▶ [Source document]:
--- START ---

What we know today as 'globalization' has actually been around for tens of thousands of years, says Nayan Chanda in his new book, Bound Together: How Traders, Preachers, Adventurers, and Warriors Shaped Globalization, reviewed recently in The Economist:
Nayan Chanda, director of publications at the Yale Centre for the Study of Globalisation, provides background facts for less lazy thinking in a lively book that is packed with incident, anecdote and derring-do.
He points out that globalisation is a new word to describe an old process. The word was introduced in the late 1970s and had gained widespread currency by 1999, the time of Mr Bové's visit to McDonald's. Many thought it described a wholly novel phenomenon. But globalisation really began about 60,000 years ago, when the first migrants walked out of Africa. Human history ever since has been a process of growing interconnectedness.
Mr Chanda organises his argument around what he takes to be the four groups that have done most to bring about this interconnectedness: traders, preachers, adventurers and warriors. Though the motives of these groups—to profit, convert, learn or conquer—have usually been selfish, the overall effect of their actions has been to draw us all closer together.
Globalization has its pros and cons. Pros include the spread of knowledge — scientific/technological as well as artistic/cultural, also the factual and the theoretical — and the trade of goods. Cons include the effects of the trading of goods: the spread of diseases, or non-native plants and animals that damage the environment, or the exploitation of a less powerful country by a more powerful one, or the proliferation of negative ideologies and movements. It opened the door for imperialism and colonialism, but also for the spread of gunpowder from one civilization to another. It brought European diseases like smallpox to the 'New World' while also enabling a vaccine invented in Switzerland and manufactured in America to help people in Indonesia confront the latest pandemic.

--- END ---

▶ [Problem]:
Copy the globalization passage again, beginning at the words "Mr Chanda organises" and stopping after "all closer together.", with "adventurers" changed to "explorers".

▶ [Material provided]:
--- START ---

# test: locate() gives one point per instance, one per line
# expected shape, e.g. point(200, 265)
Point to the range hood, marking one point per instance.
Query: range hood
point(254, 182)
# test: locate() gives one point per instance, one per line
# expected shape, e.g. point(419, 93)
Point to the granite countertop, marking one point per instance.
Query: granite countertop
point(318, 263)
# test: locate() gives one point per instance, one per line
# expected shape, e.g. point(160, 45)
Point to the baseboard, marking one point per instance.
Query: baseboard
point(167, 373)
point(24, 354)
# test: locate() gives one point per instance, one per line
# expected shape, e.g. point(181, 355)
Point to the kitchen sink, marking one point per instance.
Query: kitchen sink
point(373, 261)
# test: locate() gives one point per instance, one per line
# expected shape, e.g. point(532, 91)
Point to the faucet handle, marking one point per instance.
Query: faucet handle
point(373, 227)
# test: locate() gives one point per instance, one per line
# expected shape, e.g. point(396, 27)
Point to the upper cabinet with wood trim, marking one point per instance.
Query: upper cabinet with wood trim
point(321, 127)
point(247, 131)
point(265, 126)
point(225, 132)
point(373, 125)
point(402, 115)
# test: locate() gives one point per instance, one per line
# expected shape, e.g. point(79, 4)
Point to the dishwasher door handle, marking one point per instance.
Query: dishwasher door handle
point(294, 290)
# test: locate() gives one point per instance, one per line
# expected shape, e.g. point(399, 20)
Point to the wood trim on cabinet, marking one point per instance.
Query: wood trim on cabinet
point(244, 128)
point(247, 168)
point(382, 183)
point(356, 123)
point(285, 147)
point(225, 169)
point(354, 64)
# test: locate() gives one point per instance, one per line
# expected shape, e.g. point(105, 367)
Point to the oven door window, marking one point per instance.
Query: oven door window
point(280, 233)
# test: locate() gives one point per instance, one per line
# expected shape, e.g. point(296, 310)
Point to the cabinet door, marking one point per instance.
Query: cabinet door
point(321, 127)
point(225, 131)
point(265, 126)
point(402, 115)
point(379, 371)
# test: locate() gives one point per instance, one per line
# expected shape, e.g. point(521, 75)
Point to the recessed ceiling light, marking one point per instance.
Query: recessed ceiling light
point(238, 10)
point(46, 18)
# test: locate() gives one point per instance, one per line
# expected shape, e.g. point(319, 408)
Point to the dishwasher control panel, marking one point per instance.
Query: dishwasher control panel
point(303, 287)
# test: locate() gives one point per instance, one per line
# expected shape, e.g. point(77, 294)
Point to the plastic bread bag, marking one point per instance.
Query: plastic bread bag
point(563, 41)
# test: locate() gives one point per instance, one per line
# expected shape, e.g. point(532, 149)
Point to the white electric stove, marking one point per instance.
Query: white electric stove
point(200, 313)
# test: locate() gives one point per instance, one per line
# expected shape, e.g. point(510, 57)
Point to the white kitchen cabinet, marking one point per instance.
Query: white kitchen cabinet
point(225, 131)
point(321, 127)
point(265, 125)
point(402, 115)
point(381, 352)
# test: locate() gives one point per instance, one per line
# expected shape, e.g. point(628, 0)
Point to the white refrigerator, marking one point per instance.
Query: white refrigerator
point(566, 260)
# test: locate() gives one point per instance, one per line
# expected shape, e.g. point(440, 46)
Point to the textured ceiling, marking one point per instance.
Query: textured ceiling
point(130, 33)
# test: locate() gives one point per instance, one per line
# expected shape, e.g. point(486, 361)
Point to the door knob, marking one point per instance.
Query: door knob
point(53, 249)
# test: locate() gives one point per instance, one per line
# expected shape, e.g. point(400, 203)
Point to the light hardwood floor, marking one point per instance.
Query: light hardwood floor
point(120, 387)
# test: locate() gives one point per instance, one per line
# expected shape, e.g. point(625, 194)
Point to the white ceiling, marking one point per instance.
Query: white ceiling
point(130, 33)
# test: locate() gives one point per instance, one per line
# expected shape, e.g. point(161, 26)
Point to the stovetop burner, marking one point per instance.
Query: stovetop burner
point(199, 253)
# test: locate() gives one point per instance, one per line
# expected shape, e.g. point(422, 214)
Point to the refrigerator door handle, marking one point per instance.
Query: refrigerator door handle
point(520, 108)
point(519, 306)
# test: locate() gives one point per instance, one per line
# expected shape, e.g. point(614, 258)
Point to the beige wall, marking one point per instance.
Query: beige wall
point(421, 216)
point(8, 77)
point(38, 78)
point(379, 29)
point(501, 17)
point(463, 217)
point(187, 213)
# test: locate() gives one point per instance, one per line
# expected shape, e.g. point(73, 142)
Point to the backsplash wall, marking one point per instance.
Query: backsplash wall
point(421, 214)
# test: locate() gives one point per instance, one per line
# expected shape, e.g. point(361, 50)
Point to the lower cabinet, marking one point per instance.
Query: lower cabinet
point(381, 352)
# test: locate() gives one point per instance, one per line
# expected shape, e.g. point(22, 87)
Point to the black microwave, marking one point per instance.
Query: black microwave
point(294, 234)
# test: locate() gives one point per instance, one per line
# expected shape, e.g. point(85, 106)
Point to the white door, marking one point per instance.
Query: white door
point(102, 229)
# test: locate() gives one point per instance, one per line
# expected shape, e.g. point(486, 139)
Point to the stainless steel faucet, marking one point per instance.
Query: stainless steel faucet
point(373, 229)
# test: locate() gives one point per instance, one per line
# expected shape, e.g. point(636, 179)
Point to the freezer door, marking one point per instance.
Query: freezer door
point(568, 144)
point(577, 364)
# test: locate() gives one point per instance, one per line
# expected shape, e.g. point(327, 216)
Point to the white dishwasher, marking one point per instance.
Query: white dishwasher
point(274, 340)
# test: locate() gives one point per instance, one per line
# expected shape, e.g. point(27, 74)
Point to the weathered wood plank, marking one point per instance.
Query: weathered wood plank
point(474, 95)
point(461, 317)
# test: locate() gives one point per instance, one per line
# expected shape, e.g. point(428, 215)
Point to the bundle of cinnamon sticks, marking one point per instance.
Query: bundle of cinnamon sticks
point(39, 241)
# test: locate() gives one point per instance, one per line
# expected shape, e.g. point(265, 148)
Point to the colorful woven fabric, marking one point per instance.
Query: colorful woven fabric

--- END ---

▶ [Output below]:
Mr Chanda organises his argument around what he takes to be the four groups that have done most to bring about this interconnectedness: traders, preachers, explorers and warriors. Though the motives of these groups—to profit, convert, learn or conquer—have usually been selfish, the overall effect of their actions has been to draw us all closer together.